*AIM*.
Identify every line in the entries below that contains the word "handle", and copy each of those lines in full.

++++ PROVIDED ENTRIES

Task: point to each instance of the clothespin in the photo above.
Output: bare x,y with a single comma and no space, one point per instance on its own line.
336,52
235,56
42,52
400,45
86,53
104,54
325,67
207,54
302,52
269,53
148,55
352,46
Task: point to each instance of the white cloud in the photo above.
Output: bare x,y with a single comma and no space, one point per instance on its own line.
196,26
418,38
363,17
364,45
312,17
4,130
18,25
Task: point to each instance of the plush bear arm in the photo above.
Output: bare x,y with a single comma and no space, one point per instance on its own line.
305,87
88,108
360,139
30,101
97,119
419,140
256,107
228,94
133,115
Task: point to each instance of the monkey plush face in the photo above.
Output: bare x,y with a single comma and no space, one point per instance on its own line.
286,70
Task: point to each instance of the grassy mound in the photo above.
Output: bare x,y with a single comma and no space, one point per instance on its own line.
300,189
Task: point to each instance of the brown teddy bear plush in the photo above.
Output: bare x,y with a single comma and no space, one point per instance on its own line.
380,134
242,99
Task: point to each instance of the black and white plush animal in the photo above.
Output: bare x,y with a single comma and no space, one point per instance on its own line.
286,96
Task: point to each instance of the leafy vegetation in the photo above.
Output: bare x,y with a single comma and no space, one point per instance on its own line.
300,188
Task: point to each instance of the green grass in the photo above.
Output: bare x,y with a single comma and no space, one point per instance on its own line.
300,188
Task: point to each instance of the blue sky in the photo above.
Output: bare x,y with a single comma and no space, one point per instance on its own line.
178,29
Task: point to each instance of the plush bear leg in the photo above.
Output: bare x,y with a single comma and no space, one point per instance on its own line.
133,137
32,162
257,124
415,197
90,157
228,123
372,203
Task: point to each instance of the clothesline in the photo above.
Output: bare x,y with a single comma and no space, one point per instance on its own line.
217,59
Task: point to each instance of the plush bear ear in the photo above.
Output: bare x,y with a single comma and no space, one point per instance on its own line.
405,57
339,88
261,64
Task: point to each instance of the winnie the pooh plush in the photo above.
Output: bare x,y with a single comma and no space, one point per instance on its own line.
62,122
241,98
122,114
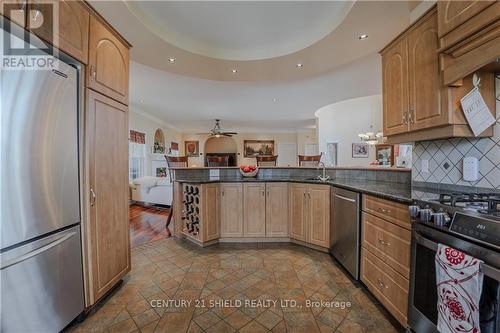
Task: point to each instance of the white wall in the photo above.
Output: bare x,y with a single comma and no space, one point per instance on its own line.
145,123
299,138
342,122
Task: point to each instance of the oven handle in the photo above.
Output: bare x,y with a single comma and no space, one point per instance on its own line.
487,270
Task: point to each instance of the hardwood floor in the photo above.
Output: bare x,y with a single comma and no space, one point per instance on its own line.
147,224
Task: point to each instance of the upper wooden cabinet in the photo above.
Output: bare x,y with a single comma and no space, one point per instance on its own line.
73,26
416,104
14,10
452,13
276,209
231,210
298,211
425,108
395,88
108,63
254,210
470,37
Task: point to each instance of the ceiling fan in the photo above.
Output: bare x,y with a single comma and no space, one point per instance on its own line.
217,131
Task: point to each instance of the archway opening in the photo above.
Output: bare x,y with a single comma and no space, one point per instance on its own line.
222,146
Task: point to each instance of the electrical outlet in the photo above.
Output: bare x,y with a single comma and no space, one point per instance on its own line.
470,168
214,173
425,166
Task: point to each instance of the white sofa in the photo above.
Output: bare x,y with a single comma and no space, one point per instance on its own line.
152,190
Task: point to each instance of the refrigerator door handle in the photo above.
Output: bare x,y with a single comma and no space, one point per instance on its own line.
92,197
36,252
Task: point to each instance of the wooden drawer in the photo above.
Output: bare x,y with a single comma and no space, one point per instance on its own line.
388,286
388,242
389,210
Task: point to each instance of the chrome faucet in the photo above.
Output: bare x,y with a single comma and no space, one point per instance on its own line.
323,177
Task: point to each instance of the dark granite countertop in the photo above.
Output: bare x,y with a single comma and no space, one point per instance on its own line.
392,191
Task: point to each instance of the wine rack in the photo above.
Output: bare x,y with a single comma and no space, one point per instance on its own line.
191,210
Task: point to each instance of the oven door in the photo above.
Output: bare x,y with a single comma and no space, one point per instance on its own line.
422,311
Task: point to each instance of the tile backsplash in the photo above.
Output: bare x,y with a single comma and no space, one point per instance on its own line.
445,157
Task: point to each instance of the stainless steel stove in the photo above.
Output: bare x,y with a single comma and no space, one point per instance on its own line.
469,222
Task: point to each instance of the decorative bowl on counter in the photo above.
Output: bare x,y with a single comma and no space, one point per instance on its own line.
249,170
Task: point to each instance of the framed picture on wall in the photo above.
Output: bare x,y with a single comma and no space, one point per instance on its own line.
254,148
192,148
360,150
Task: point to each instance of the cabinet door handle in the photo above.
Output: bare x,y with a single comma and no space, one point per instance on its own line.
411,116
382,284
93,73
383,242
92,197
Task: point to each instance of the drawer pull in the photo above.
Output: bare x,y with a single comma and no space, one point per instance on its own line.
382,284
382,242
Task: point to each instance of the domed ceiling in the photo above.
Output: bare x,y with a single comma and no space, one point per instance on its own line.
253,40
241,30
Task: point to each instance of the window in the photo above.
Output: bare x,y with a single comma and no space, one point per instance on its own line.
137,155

++++++++
++++ PROVIDED ENTRIES

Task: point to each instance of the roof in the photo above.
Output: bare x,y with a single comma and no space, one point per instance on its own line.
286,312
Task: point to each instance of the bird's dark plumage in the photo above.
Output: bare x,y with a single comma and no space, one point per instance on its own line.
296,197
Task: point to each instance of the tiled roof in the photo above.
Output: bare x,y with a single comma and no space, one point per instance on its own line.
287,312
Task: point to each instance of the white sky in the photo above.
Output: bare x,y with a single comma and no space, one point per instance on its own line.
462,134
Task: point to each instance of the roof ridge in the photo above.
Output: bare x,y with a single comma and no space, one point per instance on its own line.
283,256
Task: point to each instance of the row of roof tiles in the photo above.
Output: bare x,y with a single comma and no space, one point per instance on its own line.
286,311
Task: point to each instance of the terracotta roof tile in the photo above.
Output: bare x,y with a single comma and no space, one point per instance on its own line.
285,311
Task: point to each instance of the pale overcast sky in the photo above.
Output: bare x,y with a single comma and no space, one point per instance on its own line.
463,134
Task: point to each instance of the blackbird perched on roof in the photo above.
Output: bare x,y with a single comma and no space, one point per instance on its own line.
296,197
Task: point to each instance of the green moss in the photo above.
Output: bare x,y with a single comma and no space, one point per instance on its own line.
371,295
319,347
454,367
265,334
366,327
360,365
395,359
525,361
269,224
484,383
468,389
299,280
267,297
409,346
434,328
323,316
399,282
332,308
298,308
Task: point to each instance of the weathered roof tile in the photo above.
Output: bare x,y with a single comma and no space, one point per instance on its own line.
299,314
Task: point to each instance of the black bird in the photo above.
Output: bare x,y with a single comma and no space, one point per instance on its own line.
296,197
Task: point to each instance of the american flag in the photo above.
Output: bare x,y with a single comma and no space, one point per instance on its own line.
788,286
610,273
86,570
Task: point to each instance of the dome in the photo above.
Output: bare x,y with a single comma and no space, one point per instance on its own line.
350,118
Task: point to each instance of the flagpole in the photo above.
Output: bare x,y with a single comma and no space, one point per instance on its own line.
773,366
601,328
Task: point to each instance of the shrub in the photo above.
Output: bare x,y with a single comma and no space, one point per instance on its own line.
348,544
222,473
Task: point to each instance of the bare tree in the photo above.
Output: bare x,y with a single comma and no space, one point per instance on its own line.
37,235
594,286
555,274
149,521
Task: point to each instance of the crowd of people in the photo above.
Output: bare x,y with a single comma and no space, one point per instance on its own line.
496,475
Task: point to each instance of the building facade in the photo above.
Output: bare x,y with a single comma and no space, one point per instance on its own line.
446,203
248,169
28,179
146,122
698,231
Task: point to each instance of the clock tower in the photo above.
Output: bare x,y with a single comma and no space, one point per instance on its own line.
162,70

++++++++

*WRITTEN ANSWER*.
Task: point to each instance of the oven handle in the photo above.
Task: point to each instance of the refrigerator door handle in the photo above.
Task: point to each instance of the cabinet door handle in the photo above.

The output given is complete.